Try it
Print the lines from the very first one up to and including the line with "positive clicks: (1036, 243)".

Dataset entries
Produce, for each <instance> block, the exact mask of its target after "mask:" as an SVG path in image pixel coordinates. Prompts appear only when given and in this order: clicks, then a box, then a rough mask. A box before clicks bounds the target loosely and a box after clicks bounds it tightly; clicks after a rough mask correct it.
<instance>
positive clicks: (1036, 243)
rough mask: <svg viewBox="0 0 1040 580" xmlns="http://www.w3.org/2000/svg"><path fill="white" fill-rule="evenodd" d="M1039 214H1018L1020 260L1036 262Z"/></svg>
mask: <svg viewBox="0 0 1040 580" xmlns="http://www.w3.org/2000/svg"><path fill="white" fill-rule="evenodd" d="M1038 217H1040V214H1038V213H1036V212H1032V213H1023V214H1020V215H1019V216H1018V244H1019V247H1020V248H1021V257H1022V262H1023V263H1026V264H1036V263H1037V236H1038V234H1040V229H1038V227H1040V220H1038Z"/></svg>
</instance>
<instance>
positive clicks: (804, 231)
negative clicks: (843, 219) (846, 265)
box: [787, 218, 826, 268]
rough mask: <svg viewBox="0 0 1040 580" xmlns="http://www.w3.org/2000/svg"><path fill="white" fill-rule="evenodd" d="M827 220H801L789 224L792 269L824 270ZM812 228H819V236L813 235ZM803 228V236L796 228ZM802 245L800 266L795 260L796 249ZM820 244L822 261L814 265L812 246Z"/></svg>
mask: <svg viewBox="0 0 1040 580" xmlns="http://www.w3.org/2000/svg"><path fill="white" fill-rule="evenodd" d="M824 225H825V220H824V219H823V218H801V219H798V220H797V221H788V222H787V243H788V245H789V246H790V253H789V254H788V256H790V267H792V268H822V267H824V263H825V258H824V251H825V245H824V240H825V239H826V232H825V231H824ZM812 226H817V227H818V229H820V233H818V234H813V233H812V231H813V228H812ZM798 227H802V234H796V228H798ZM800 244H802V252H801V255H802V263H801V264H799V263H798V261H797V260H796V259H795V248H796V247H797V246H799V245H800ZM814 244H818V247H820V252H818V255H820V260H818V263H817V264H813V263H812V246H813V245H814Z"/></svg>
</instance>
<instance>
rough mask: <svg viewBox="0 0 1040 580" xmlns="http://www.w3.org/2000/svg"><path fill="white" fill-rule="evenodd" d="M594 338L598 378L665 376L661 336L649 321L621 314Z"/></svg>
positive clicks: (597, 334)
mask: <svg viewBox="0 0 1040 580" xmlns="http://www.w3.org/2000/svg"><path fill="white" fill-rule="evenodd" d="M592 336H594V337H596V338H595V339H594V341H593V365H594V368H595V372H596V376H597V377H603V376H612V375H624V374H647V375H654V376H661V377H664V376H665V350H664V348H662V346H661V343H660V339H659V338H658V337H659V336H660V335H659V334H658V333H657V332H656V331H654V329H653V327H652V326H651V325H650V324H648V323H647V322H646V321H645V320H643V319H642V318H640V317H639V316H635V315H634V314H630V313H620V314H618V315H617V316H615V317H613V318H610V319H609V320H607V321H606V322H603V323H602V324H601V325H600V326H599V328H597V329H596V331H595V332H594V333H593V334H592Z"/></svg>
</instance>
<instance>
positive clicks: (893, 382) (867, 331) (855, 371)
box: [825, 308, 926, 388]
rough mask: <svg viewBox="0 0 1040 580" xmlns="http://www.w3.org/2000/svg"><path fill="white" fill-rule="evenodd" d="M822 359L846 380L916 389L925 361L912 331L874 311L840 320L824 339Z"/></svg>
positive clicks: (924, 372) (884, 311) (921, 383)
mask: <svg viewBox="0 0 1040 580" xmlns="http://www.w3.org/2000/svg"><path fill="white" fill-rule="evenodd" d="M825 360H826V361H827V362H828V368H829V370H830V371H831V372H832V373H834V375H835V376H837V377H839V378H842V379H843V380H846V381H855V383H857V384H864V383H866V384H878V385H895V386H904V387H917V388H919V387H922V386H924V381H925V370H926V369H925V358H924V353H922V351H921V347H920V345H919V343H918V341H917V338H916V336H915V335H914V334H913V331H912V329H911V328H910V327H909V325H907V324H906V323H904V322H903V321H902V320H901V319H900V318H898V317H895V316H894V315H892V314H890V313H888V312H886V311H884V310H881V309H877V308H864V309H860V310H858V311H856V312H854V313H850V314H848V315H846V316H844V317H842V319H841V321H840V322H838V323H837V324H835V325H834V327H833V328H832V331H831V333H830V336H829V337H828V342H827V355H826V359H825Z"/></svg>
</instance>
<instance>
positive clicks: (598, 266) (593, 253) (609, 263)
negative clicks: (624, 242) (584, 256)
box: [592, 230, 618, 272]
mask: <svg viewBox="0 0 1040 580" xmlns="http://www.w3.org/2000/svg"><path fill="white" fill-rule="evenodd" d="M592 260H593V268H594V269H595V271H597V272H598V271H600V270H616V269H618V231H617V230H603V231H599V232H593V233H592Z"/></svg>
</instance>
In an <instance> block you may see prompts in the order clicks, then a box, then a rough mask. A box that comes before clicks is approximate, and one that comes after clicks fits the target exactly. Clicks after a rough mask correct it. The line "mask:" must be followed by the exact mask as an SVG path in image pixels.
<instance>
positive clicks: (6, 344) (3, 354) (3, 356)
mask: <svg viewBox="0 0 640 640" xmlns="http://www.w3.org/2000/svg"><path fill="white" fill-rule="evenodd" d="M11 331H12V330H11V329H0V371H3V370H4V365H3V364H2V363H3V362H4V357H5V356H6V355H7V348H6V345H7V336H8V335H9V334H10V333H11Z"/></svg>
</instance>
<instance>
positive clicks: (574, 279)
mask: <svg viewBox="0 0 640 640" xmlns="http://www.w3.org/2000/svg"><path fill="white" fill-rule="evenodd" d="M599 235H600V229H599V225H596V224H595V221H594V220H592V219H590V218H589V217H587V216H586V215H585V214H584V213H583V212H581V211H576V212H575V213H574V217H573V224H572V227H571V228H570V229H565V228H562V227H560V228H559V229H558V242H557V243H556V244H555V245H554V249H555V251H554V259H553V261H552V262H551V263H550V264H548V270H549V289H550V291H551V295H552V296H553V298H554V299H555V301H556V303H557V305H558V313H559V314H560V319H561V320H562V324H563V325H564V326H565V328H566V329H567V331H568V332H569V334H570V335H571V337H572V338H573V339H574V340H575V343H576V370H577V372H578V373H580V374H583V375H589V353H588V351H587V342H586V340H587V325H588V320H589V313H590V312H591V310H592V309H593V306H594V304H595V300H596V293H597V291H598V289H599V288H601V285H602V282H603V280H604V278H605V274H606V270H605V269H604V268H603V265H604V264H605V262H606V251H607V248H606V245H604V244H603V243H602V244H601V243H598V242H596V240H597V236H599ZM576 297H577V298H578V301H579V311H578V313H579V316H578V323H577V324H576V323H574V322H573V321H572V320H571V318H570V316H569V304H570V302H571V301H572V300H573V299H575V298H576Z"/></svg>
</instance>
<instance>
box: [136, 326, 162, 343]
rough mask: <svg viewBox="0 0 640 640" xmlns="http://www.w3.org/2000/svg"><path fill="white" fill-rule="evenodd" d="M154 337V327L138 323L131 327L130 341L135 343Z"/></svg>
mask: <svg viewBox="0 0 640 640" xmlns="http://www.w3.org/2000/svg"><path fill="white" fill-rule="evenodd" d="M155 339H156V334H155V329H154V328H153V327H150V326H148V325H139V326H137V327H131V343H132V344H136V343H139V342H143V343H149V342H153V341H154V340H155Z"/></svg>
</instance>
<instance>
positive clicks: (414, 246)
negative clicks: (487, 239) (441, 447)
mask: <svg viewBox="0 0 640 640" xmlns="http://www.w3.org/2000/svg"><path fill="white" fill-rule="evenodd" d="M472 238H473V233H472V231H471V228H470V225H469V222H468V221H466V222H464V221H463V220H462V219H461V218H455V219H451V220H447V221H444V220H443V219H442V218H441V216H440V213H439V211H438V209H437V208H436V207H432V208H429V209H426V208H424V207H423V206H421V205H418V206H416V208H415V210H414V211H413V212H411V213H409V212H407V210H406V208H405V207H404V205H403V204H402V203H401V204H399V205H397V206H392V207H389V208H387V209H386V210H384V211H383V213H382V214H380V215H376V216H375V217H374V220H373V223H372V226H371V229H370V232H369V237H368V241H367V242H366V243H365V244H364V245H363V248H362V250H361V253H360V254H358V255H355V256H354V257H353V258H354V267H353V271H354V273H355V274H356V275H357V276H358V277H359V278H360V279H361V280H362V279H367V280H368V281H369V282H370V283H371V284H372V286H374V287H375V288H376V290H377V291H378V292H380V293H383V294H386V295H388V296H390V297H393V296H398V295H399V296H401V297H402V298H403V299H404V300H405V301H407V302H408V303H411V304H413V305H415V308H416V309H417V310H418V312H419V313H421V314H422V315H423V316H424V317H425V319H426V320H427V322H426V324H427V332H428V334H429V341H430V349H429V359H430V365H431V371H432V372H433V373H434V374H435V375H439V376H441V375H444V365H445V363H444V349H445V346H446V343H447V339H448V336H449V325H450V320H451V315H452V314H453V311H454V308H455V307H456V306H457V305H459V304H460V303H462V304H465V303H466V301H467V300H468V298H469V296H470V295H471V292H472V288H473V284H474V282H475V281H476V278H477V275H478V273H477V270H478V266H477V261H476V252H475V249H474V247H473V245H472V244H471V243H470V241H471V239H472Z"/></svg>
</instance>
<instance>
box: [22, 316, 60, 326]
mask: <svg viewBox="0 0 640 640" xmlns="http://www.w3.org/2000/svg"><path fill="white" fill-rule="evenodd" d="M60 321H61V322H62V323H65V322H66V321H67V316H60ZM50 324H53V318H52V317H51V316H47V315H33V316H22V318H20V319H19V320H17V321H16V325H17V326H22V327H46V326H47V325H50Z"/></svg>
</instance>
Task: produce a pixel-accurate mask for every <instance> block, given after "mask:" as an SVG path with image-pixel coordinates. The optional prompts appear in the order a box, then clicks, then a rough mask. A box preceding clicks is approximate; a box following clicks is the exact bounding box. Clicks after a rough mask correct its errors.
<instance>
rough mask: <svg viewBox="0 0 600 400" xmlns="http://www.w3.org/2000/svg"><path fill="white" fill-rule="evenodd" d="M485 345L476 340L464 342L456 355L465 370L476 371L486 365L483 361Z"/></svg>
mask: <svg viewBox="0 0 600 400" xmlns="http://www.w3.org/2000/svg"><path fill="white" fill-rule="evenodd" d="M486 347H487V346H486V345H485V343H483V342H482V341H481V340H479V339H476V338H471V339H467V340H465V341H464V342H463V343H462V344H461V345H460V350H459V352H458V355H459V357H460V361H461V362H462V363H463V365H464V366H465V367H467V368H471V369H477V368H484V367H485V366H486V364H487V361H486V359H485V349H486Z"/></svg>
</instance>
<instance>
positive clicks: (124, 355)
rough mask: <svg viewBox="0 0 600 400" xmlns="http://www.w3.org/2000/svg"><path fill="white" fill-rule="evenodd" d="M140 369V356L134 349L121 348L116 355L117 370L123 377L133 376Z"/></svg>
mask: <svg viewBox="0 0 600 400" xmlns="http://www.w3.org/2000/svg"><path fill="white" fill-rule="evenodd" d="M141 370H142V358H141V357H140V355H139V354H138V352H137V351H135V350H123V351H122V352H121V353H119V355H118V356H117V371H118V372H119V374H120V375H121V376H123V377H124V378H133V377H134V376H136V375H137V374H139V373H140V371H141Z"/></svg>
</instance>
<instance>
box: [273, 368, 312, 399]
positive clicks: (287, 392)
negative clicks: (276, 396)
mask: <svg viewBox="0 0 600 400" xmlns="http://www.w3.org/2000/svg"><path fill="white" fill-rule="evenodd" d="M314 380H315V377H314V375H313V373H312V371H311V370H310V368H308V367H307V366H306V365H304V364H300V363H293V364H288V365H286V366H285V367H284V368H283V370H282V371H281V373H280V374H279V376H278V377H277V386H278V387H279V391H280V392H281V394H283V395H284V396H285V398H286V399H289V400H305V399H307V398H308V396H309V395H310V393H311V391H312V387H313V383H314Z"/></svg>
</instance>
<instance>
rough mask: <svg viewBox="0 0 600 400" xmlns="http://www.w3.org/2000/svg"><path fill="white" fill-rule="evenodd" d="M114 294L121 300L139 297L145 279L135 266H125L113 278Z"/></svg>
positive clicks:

Response
Produce, for each <instance> block, the exact mask of its target after "mask:" as an SVG path in image pixel coordinates. Prompts appear only when given and in this order: clicks, then a box, then a rough mask. A box before clicks bounds the target loosely and a box after clicks bounds it tightly; clicks after a rough mask correct it.
<instance>
positive clicks: (1036, 243)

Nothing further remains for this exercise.